- _GIVEN INSTRUCTION_
Can you lay out every row below as a numbered list, leaving out any blank lines?

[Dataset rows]
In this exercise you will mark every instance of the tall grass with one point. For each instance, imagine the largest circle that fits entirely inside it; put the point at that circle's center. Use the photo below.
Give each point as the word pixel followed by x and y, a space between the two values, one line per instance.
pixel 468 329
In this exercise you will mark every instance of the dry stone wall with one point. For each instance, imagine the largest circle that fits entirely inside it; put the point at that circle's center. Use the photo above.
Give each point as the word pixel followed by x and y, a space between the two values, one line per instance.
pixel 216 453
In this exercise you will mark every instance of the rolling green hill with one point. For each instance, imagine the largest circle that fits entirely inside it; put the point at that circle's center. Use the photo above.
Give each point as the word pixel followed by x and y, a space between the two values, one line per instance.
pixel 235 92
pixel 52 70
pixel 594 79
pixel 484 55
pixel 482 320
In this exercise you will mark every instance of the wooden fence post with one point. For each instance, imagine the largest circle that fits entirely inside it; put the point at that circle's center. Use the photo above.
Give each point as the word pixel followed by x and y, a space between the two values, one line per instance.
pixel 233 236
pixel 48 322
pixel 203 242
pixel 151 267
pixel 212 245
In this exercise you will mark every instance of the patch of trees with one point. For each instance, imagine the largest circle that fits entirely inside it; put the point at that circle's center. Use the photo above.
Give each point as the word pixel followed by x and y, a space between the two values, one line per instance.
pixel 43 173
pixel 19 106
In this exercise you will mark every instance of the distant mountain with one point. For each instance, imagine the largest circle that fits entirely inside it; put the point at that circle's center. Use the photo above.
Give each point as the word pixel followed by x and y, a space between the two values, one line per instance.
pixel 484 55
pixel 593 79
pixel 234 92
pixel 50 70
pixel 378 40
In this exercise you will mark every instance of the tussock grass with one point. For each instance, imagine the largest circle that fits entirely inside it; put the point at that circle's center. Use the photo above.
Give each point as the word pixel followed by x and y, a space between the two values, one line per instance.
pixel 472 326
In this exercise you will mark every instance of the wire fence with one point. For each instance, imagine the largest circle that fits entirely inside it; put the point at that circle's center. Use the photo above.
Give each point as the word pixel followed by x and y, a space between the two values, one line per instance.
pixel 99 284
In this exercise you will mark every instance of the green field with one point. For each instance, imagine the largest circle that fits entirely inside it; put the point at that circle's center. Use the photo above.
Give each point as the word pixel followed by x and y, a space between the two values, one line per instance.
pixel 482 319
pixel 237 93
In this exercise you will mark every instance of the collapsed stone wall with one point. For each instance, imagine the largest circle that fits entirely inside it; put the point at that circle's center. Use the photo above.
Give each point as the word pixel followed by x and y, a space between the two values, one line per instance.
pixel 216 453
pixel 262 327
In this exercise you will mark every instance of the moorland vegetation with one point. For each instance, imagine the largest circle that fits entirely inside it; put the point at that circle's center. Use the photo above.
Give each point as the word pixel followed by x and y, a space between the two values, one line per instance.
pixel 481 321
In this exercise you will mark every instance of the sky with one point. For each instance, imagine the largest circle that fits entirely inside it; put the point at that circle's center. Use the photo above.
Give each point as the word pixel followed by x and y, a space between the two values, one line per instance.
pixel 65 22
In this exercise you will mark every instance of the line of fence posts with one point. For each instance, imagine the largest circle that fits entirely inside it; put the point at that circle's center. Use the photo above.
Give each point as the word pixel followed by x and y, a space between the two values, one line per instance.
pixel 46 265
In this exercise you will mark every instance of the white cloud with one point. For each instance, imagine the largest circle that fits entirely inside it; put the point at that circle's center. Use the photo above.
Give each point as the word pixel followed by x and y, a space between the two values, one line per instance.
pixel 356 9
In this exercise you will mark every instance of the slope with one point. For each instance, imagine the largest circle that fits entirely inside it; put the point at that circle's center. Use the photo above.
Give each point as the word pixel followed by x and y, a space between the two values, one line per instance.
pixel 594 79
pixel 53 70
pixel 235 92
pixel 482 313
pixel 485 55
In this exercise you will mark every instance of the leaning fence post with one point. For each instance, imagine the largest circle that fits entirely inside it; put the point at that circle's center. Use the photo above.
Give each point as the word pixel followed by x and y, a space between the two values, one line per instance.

- _REPLY TO THE TASK_
1. In this exercise you will mark every instance of the tall grass with one point. For each instance, imagine the largest circle that fits entirely inside it; put the point at that circle's center. Use the photo below.
2. Give each point as the word pixel followed by x and y, a space between the two values, one line per instance.
3. pixel 468 329
4. In this exercise you will mark every instance of the dry stone wall with one point. For each instance, imagine the largest circle that fits entirely inside it; put the point at that circle's center. Use the photo above.
5. Give each point as the word pixel followed by x and y, a space between the two values, one line per instance.
6. pixel 216 453
7. In this exercise you will mark every instance of the rolling green hill with one point. For each instance, imagine the largest circle that fits entirely inside it; put the point at that circle's center. Use the photo above.
8. Give each point as the word pixel followed by x and y, a space between the two values, one line per instance.
9. pixel 235 92
10. pixel 52 70
11. pixel 594 79
12. pixel 484 55
13. pixel 482 320
14. In this exercise you will mark every instance of the wooden fence post with one point. For each instance, imagine the largest circle that fits entirely inside it; put the point at that circle's center. Use the photo above.
15. Give each point as the word pixel followed by x and y, a space between the two values, one line per instance.
16. pixel 233 236
17. pixel 48 322
18. pixel 203 242
19. pixel 151 267
20. pixel 212 245
21. In this exercise you will mark every instance of the patch of trees with one point. For each instance, imagine the largest circle that fits entirely inside it; put the point at that circle's center. Use the photo above.
22. Give each point as the word pixel followed by x and y, a space between the two values, one line per instance.
23. pixel 43 173
24. pixel 19 106
25. In this exercise you will mark every instance of the distant mountain with one point. For each instance, imagine the largest circle that fits entirely inside it; put the point at that circle's center. Use the photo above.
26. Give each point as the word pixel followed by x and y, a space between the two values, one line per instance.
27. pixel 484 55
28. pixel 593 79
29. pixel 234 92
30. pixel 50 70
31. pixel 378 40
32. In this exercise you will mark every instance of the tussock grass with one point. For each instance, imagine the largest circle that fits entirely inside it; put the point at that circle's center. Use the photo above.
33. Give each point as the word pixel followed by x and y, a space between the two values, one line per instance.
34. pixel 472 326
35. In this exercise you will mark every instance of the wire fence with one point. For each instance, imagine the largest circle that fits entirely inside it; put the point at that circle's center. Use the photo above.
36. Give each point as the word pixel followed by x and y, a space between the two values, one line per instance.
37. pixel 99 284
38. In this exercise you will mark every instance of the green field with one point. For each instance, imagine the largest circle that fits entirely inside it; put the point at that circle's center. Use the photo above.
39. Give each point as the word pixel followed by x and y, a space between the two values, one line per instance.
40. pixel 482 319
41. pixel 237 93
42. In this exercise you will mark every instance of the collapsed stone wall with one point. For each instance, imagine the largest circle that fits entirely inside it; put the point at that circle's center. Use the photo above.
43. Give each point as the word pixel followed by x and y, a space between the two values, one line per instance.
44. pixel 216 453
45. pixel 262 327
46. In this exercise you will mark every instance of the moorland vegetation with one point. For each instance, imagine the largest circle that fits entirely inside it; put the point at that circle's center. Use the photo above.
47. Give each point as the word pixel followed by x and y, a space between the two values, one line per instance.
48. pixel 481 321
49. In this exercise you will mark every instance of the sky with one point. For each instance, imagine the largest circle that fits entirely inside it; put the point at that circle's center. Use the photo above.
50. Give each point as the word pixel followed by x and y, a space between the two values, one line per instance.
51. pixel 65 22
52. In this exercise you will mark every instance of the line of fence posts with one point. For each instance, imagine the largest circle that fits entirely inside it; put the point at that circle's center. Use the photo above.
53. Give each point as the word pixel followed by x and y, a space between the two values, one line per instance.
54. pixel 46 265
55. In this exercise you will mark every instance of the white cloud with one point. For each instance, imagine the largest circle that fits entirely inside it; put the point at that circle's center. Use the photo above.
56. Give each point as the word pixel followed by x and y, a space between the two values, one line per instance.
57. pixel 356 9
58. In this exercise you will mark every instance of the slope with one point. For each instance, imagine the largest circle that fits entirely inside it; put the point at that circle's center. Use the photo above.
59. Give each point as the word pixel followed by x and y, a space between the two values, one line per instance.
60. pixel 594 79
61. pixel 53 70
62. pixel 235 92
63. pixel 482 313
64. pixel 485 55
65. In this exercise you will mark every instance of the leaning fence post with one point. For each instance, imagine the largest circle that fits entirely inside it; put the point at that circle's center. Use the photo above.
66. Give each point as the word pixel followed by x and y, a space between the two values, one line per instance.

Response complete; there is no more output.